• [Work to complete]
Emit only the lines from the line containing "the black speaker" through the last line of the entries, unchanged.

[START OF Data for the task]

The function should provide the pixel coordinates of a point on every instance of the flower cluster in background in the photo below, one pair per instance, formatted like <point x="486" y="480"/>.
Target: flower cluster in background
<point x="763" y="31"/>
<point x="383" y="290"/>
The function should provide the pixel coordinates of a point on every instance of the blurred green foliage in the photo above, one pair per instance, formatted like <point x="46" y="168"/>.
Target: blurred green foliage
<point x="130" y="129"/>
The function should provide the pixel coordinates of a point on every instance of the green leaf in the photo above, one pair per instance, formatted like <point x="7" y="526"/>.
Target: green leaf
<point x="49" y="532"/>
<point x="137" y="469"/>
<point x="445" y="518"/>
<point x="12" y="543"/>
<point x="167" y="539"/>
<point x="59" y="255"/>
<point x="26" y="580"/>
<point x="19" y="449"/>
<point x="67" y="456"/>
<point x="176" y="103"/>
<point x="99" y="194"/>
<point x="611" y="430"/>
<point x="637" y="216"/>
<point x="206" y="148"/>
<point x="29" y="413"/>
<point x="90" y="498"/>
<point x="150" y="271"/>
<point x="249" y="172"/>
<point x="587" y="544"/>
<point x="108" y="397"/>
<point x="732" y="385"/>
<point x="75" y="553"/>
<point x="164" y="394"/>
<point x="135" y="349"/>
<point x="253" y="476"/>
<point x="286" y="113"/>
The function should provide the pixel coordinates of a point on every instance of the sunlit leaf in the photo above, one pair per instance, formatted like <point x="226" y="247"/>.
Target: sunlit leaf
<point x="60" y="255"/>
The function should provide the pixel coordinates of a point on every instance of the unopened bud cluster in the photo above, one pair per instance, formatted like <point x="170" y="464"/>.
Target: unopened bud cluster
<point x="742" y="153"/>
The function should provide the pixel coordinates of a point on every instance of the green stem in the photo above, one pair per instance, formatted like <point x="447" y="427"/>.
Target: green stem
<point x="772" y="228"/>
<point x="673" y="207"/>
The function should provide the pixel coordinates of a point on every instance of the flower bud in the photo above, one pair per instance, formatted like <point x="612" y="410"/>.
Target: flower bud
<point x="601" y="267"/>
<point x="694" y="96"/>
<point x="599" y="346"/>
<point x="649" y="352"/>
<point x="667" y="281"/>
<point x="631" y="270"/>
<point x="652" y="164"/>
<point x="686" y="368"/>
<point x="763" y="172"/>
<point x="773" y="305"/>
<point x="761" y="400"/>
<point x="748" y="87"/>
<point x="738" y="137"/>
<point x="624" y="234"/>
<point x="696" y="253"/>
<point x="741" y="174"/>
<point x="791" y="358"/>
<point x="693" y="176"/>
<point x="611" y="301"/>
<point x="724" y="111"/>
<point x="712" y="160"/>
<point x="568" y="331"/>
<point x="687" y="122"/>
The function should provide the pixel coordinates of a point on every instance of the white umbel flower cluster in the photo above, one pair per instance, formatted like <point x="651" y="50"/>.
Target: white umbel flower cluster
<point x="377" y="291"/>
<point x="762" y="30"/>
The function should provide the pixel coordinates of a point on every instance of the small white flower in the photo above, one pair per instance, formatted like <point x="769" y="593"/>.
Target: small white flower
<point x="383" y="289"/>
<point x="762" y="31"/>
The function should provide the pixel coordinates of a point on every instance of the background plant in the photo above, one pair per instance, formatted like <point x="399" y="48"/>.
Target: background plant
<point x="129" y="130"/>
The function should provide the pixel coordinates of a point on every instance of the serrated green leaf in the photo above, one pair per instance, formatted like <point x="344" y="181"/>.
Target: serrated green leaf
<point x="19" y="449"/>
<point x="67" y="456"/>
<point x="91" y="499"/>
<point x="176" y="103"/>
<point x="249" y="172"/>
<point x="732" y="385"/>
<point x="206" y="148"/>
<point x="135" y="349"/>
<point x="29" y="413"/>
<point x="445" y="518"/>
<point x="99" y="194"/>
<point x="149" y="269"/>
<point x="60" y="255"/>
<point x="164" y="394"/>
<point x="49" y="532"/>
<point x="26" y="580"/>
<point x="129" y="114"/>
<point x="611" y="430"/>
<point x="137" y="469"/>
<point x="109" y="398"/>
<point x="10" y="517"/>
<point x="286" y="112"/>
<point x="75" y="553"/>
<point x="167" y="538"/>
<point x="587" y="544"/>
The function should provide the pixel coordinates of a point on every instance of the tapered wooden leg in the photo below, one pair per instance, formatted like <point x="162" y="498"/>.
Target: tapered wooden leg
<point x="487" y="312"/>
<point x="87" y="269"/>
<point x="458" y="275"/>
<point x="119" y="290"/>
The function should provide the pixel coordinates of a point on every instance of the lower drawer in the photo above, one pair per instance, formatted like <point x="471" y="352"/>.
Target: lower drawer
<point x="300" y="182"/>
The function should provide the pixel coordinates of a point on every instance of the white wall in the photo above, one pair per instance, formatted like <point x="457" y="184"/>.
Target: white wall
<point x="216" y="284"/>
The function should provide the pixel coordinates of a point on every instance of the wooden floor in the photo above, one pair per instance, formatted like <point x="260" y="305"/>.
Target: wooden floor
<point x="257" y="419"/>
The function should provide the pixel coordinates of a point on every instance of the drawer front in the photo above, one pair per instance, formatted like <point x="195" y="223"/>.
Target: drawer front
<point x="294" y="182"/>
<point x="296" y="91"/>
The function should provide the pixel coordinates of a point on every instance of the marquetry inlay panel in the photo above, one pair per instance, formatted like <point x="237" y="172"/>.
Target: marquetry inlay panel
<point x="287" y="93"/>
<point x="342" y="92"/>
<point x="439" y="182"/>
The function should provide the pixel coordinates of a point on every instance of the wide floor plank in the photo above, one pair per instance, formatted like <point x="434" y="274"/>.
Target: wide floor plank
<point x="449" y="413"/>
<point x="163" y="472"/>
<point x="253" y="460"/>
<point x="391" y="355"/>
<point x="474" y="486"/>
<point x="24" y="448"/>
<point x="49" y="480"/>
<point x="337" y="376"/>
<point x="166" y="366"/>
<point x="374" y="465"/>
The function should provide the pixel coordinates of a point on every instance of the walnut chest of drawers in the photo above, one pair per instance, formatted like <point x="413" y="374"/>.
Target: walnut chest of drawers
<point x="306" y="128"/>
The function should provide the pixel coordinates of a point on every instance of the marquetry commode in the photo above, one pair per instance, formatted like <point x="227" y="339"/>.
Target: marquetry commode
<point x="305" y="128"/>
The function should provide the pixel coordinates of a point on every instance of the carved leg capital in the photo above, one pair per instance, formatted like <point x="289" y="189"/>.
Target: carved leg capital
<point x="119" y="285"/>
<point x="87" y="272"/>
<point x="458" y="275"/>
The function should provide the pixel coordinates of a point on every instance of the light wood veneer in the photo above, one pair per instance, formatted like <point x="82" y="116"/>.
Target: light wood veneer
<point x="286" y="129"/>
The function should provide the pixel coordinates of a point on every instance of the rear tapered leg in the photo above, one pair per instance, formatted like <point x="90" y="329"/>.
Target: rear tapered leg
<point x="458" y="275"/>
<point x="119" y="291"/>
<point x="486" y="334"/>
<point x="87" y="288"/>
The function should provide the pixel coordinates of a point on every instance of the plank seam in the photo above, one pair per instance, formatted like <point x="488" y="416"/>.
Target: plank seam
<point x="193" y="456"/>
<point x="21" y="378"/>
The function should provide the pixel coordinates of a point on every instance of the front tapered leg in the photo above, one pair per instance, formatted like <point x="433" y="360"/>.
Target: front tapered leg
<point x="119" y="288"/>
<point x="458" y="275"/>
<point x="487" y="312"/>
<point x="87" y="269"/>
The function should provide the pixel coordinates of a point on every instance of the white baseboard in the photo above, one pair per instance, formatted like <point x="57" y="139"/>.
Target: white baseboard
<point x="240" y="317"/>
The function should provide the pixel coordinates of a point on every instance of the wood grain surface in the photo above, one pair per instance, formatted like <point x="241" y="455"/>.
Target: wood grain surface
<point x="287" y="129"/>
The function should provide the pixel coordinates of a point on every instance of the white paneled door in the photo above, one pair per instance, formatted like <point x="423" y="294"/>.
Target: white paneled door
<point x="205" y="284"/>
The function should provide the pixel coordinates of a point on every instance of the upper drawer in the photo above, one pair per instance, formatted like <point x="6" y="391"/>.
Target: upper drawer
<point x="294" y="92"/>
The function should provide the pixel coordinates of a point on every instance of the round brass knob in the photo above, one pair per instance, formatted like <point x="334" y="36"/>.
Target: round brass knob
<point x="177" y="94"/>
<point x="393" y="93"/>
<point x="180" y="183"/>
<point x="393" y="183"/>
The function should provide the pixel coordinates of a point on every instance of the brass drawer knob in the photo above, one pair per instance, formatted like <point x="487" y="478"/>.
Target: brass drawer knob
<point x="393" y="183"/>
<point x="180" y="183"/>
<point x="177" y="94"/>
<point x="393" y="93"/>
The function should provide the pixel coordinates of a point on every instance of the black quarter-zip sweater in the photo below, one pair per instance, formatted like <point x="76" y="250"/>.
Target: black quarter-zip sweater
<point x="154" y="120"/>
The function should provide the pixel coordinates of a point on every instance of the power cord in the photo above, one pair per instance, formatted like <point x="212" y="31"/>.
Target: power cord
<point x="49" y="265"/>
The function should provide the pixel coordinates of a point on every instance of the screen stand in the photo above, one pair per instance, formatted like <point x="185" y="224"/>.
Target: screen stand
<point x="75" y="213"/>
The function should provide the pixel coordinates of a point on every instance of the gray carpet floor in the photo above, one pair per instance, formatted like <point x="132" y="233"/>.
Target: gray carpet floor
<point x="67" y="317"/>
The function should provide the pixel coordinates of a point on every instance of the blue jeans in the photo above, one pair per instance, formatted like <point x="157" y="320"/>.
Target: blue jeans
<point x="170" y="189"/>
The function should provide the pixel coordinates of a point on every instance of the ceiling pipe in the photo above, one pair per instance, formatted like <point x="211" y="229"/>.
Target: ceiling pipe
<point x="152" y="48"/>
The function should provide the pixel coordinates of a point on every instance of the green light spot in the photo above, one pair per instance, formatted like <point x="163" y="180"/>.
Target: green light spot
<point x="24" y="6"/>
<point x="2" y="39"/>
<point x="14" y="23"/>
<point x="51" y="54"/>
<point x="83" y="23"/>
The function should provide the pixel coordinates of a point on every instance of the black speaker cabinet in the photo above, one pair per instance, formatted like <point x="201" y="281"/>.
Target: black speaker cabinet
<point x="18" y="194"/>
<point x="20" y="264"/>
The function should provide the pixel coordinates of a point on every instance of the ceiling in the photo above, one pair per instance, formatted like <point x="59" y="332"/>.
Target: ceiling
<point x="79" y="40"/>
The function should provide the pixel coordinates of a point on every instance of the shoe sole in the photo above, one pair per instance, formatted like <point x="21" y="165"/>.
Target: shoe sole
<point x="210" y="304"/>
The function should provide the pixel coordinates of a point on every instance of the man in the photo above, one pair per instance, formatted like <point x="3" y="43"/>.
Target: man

[END OF Data for the task]

• [Solution]
The function should provide the pixel coordinates of a point on every instance of the black speaker cabinet in the photo above, one pair per instance, formatted like <point x="201" y="281"/>.
Target: black speaker cabinet
<point x="18" y="194"/>
<point x="20" y="264"/>
The function should provide the pixel coordinates of a point on every instance of the ceiling in the photo above, one pair per instance, formatted like <point x="59" y="332"/>.
Target: ceiling
<point x="79" y="40"/>
The function should provide the pixel coordinates of a point on every instance of the shoe sole in the photo above, one pair per instance, formatted like <point x="21" y="165"/>.
Target: shoe sole
<point x="210" y="304"/>
The function should provide the pixel coordinates of a point on every instance of the man in the photo above, one pair per instance, formatted like <point x="3" y="43"/>.
Target: man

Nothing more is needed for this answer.